Source information →
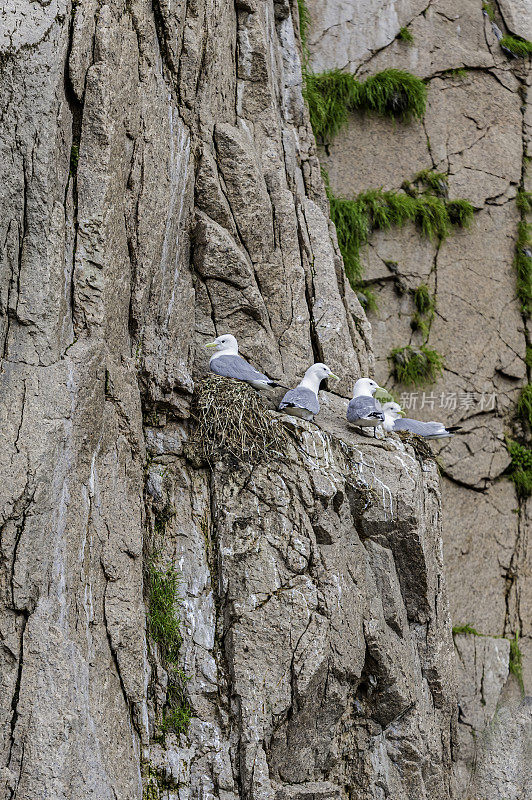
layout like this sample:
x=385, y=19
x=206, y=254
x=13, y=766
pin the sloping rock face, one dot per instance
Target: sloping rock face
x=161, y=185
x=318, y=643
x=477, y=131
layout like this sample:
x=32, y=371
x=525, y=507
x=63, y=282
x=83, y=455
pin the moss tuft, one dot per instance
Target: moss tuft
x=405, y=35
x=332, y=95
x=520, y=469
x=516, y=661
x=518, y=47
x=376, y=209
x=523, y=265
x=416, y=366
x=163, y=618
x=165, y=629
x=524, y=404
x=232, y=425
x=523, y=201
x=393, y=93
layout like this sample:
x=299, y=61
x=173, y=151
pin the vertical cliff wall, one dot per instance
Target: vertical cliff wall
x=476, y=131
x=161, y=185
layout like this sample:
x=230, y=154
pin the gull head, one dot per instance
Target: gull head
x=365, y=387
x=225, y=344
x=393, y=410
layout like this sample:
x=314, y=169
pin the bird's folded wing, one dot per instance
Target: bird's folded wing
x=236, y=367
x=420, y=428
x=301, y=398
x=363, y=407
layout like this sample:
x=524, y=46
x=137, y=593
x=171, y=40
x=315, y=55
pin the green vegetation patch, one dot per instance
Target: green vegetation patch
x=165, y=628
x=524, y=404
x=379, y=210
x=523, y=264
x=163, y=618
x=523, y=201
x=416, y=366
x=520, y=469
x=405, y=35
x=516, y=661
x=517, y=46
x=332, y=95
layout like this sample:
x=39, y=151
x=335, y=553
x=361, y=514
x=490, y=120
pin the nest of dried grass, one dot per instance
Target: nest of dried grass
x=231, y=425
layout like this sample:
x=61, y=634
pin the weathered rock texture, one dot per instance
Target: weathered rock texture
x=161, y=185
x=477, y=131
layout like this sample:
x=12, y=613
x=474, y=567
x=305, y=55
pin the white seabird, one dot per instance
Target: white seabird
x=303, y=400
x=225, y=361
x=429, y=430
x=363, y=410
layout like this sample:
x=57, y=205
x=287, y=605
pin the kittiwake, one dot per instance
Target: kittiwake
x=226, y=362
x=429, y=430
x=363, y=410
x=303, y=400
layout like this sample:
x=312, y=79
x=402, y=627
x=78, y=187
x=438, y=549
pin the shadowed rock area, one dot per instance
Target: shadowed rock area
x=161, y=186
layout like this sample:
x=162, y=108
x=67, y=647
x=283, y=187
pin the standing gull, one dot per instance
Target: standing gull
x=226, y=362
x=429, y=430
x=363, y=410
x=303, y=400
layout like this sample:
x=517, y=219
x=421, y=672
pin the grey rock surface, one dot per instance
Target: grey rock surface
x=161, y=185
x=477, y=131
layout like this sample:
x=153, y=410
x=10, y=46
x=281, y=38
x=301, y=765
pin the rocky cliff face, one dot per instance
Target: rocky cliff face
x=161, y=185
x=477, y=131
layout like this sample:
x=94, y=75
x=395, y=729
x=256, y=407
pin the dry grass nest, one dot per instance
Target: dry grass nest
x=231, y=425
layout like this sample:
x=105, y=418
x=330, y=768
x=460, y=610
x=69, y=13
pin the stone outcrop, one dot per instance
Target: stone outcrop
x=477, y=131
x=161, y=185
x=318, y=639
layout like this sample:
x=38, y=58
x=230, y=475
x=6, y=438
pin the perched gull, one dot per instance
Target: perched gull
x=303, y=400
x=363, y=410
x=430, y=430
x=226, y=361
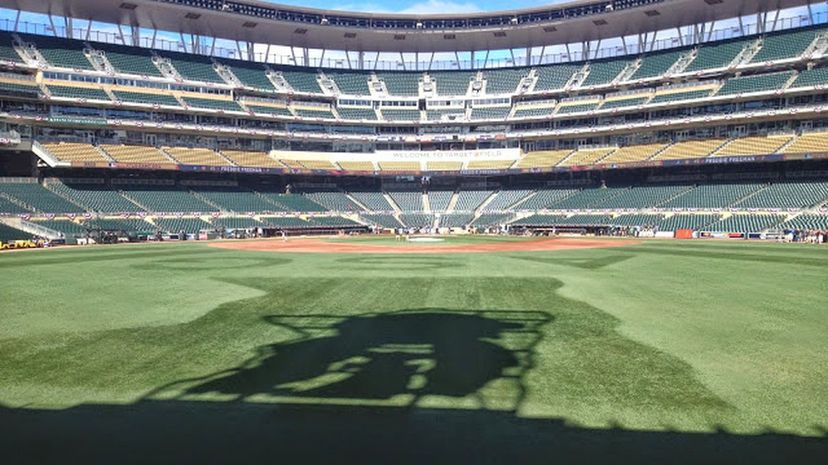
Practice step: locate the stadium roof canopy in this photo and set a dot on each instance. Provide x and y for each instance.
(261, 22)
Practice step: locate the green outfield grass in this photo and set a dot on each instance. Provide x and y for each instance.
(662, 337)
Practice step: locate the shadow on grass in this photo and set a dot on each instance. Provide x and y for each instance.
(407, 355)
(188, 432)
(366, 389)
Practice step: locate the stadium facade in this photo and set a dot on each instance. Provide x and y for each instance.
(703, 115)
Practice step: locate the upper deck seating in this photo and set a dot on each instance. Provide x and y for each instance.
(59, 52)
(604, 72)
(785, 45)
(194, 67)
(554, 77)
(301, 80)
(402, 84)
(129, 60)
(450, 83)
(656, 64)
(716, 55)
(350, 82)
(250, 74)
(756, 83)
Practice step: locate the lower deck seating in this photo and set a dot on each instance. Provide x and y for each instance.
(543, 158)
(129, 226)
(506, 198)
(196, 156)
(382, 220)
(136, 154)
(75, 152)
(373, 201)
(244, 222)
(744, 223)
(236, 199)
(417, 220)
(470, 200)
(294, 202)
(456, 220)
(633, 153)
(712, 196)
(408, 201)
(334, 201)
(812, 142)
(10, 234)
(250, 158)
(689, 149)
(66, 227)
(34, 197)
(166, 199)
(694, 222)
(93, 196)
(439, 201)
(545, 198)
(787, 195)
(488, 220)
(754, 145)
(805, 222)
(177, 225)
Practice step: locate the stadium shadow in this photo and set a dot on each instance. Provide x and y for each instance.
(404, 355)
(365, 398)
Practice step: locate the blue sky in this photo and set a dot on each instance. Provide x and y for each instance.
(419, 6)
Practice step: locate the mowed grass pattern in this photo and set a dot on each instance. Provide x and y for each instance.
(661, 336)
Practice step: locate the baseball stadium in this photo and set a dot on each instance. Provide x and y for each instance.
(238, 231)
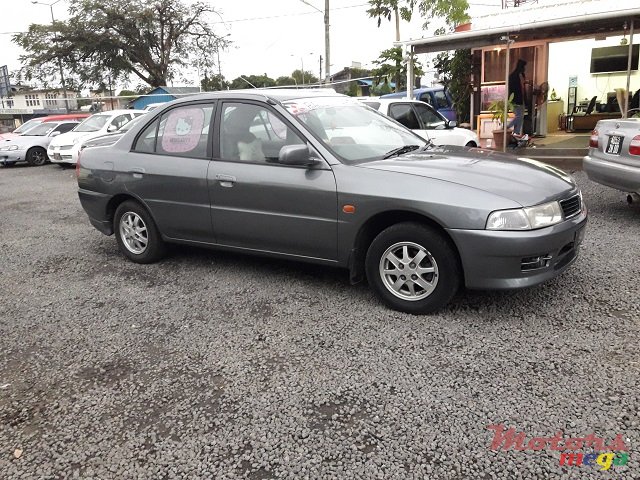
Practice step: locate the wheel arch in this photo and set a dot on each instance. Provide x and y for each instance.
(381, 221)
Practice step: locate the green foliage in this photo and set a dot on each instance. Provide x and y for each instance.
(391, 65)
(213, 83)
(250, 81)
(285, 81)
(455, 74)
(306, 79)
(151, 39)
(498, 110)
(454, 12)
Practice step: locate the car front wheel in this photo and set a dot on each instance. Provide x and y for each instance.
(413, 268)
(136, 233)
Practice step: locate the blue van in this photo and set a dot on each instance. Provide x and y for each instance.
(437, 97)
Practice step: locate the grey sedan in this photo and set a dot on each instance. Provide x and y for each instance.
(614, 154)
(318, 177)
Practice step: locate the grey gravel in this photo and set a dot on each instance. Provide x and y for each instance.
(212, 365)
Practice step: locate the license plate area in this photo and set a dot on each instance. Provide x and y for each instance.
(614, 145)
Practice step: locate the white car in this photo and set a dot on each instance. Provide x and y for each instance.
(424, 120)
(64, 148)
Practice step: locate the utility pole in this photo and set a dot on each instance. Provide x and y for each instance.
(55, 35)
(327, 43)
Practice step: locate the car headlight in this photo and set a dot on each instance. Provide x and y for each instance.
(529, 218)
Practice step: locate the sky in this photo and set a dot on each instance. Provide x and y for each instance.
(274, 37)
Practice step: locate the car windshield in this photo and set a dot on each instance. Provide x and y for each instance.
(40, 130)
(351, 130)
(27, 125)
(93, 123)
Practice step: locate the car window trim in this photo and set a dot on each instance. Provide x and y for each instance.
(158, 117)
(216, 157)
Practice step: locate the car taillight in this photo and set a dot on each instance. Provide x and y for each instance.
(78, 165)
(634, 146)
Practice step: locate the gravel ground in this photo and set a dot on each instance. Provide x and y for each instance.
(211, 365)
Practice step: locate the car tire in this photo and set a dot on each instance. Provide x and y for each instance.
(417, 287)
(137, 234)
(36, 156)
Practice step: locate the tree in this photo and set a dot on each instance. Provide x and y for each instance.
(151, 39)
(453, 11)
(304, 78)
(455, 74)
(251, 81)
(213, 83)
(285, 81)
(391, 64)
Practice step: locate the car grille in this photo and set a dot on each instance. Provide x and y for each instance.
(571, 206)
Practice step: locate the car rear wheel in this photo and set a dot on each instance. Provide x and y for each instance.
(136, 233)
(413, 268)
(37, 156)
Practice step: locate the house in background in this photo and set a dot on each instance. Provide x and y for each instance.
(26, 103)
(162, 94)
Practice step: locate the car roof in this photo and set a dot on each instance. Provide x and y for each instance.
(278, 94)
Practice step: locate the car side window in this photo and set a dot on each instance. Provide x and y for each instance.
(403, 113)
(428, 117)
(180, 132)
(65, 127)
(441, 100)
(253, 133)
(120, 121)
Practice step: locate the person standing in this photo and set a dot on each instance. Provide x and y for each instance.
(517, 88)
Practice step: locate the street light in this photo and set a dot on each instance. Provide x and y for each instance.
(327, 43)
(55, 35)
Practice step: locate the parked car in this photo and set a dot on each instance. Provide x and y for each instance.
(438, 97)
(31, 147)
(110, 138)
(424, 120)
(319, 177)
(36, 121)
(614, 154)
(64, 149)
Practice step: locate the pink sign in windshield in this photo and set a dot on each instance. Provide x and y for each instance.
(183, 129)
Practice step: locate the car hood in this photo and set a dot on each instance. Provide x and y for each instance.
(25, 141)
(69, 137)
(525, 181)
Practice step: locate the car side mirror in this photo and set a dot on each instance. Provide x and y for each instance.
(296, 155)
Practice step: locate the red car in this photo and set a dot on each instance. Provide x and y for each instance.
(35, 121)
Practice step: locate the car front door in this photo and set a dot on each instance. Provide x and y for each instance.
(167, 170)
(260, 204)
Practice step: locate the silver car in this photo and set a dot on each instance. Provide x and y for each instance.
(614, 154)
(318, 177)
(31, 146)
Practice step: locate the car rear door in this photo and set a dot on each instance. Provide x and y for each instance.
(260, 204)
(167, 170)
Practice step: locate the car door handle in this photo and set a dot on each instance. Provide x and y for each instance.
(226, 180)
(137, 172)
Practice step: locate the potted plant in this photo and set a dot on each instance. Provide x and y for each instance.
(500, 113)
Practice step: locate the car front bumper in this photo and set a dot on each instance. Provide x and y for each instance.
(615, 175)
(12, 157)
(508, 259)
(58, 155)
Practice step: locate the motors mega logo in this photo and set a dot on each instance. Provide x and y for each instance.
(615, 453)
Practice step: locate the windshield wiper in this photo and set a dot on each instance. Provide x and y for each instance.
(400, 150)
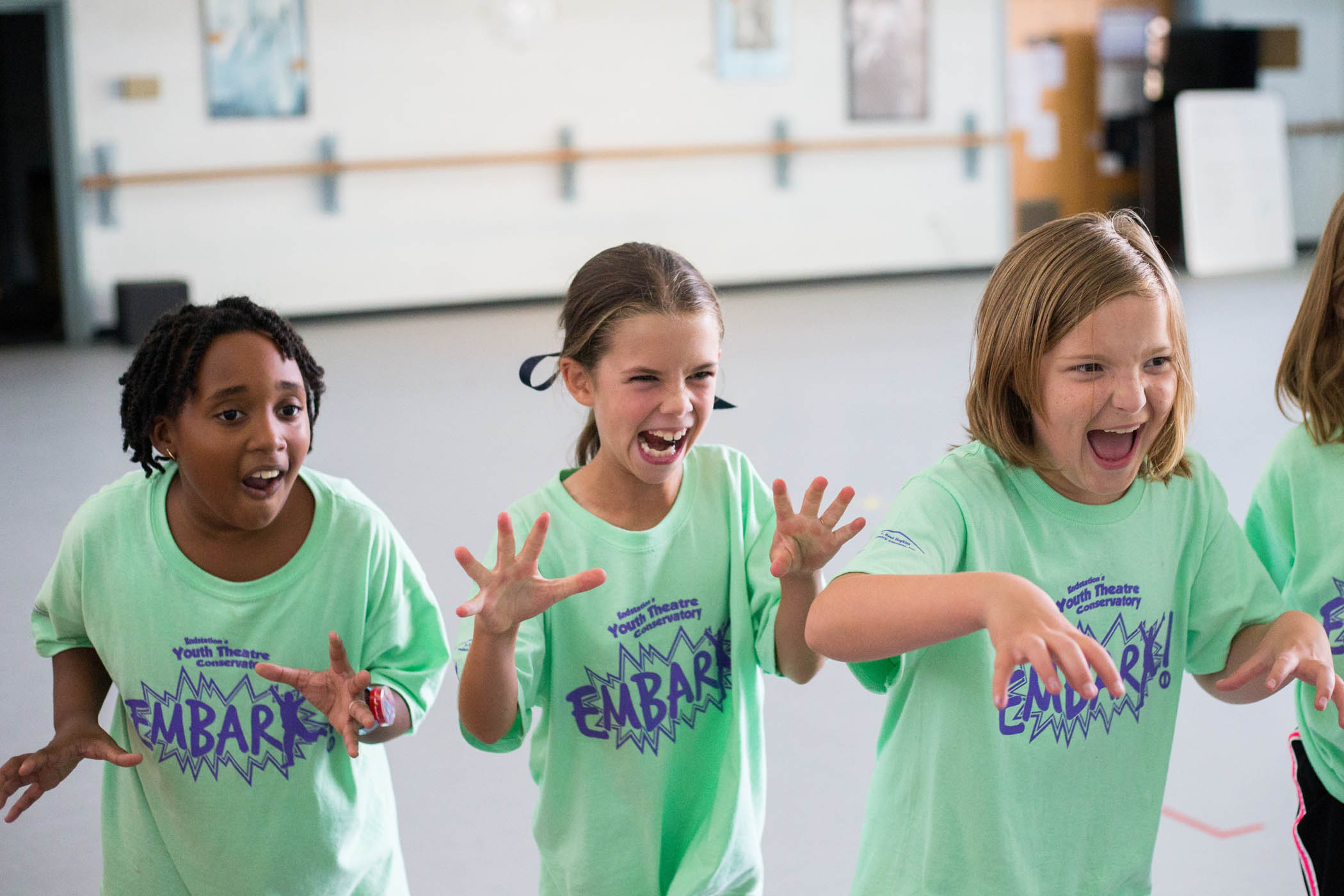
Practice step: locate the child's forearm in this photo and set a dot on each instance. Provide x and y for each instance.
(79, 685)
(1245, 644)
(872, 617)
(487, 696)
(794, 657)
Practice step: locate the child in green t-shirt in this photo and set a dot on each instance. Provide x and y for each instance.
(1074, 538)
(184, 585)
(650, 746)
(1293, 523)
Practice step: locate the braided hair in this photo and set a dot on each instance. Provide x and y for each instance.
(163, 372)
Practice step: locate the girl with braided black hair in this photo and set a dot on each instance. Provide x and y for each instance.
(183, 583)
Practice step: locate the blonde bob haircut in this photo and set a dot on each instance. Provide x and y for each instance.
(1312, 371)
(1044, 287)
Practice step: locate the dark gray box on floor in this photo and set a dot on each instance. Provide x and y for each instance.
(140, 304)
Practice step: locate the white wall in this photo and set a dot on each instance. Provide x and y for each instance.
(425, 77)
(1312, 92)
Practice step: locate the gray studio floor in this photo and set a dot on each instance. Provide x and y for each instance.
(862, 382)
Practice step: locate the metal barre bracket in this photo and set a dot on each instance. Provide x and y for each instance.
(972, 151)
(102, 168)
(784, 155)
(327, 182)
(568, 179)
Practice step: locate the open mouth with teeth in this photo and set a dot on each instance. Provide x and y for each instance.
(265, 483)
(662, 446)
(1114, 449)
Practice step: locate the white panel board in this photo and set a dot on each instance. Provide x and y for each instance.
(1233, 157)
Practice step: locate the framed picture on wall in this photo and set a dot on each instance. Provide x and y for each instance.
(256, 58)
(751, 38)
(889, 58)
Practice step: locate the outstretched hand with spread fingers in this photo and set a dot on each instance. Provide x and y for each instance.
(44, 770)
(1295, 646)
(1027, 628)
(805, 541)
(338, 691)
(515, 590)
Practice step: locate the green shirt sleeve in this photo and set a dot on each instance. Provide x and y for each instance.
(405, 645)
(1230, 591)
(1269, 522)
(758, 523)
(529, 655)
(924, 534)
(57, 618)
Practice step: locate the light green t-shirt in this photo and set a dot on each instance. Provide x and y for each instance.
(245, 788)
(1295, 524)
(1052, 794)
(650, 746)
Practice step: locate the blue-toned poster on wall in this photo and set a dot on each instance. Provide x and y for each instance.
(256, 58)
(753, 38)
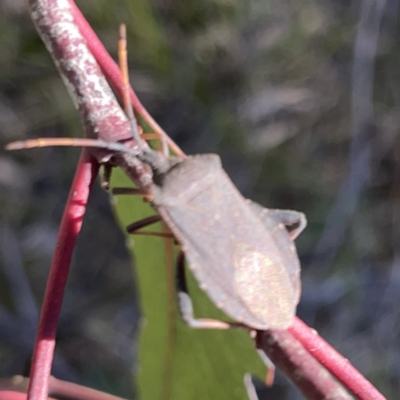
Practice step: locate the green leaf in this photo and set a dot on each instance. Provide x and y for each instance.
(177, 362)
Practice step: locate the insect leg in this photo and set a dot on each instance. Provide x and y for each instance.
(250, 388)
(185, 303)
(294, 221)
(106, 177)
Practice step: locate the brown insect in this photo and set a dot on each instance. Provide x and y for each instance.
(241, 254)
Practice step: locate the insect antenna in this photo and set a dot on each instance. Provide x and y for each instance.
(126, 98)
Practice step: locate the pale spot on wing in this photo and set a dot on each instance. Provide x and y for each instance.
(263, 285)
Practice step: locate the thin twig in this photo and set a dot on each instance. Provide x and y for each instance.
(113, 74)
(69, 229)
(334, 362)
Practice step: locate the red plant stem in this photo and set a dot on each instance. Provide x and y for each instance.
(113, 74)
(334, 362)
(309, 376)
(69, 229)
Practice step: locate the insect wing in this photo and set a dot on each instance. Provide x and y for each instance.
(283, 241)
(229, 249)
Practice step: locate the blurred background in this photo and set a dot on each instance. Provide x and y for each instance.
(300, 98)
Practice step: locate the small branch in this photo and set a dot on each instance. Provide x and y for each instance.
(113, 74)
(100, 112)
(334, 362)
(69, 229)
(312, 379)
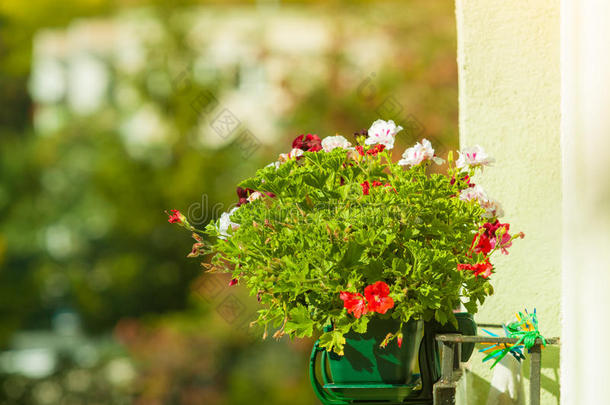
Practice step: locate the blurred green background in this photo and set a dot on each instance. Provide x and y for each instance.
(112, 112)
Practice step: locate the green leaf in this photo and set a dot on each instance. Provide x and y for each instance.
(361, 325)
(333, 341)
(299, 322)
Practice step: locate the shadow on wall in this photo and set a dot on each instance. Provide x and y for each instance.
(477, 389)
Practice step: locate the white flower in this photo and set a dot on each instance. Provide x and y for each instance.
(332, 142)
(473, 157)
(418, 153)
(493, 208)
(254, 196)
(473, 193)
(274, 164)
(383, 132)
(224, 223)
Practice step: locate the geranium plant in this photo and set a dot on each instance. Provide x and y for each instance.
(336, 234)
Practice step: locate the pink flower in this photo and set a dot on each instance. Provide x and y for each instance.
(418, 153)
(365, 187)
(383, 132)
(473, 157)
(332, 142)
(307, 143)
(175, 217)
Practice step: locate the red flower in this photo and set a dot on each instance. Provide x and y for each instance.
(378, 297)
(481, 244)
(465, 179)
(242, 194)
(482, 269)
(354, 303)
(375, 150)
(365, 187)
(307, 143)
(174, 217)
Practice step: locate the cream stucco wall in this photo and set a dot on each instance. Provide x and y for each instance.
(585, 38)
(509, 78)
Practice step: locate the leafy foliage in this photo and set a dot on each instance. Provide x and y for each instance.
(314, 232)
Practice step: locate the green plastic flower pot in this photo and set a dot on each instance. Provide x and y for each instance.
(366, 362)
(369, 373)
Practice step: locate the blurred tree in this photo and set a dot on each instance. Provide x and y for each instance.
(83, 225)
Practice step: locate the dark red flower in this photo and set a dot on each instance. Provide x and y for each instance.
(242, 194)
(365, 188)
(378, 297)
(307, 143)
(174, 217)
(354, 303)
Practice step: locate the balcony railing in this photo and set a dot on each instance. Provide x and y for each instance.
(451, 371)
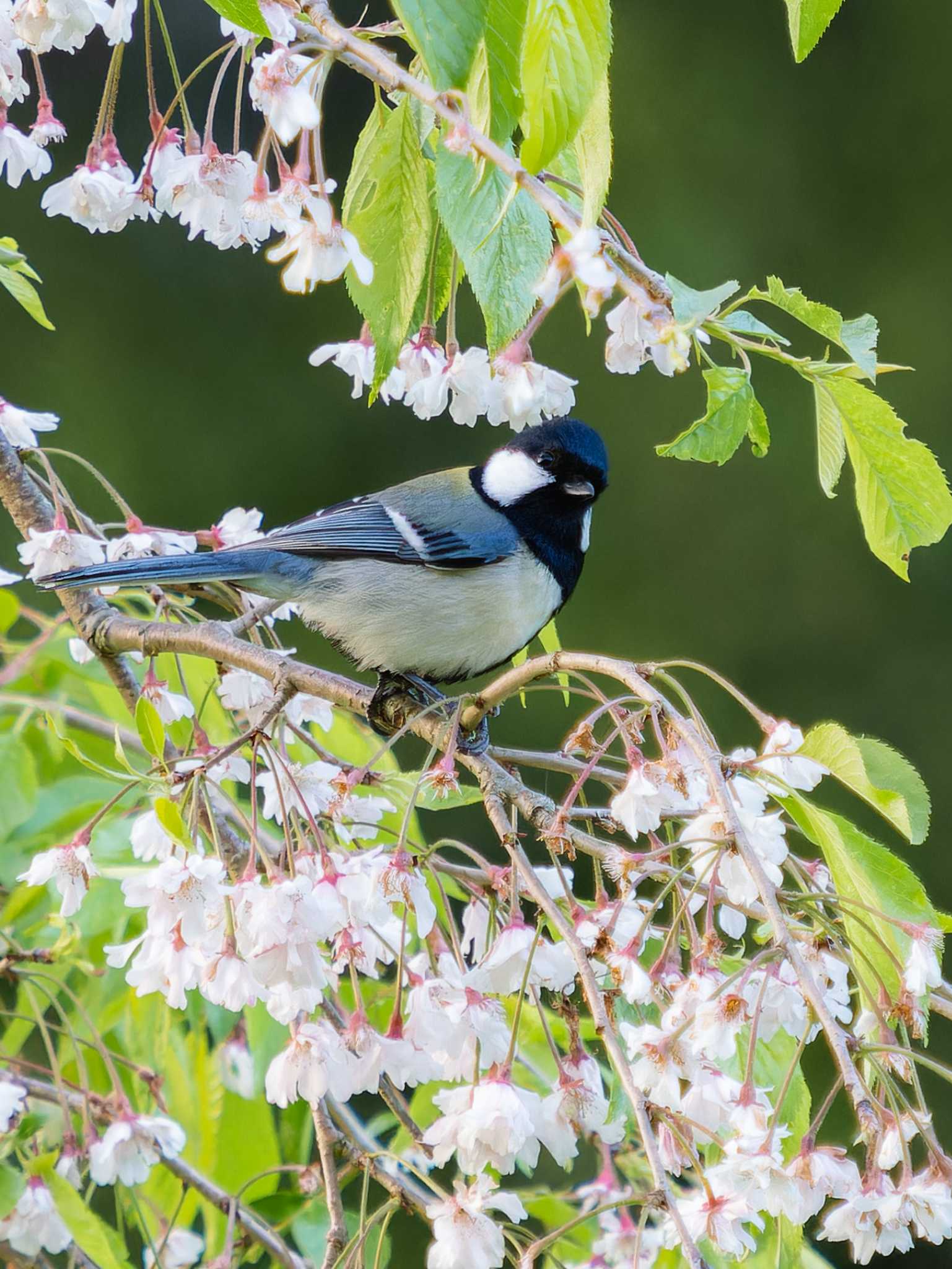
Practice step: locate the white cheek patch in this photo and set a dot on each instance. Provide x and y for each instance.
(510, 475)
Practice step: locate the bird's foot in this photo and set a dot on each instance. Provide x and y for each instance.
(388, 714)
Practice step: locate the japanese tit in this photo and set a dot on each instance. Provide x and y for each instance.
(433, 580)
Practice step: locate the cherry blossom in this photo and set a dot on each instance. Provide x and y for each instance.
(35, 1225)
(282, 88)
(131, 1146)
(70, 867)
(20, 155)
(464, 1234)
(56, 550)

Prompt → Write out exactly the lines above from the line with "x=171, y=40" through the line with "pin the white seabird, one dot per instance", both of them included, and leave out all other lines.

Response area →
x=171, y=40
x=315, y=55
pin the green vegetation patch, one dot per instance
Target: green vegetation patch
x=165, y=628
x=524, y=404
x=379, y=210
x=523, y=264
x=163, y=618
x=523, y=201
x=416, y=366
x=520, y=469
x=405, y=35
x=516, y=661
x=517, y=46
x=332, y=95
layout like this sample:
x=39, y=151
x=335, y=553
x=361, y=514
x=490, y=120
pin the nest of dried grass, one dot per instance
Target: nest of dried grass
x=231, y=425
layout like this sample:
x=61, y=634
pin the weathered rock texture, one dot per instance
Target: weathered rock texture
x=161, y=185
x=477, y=131
layout like this sample:
x=12, y=613
x=474, y=567
x=305, y=55
pin the white seabird, one dot per instance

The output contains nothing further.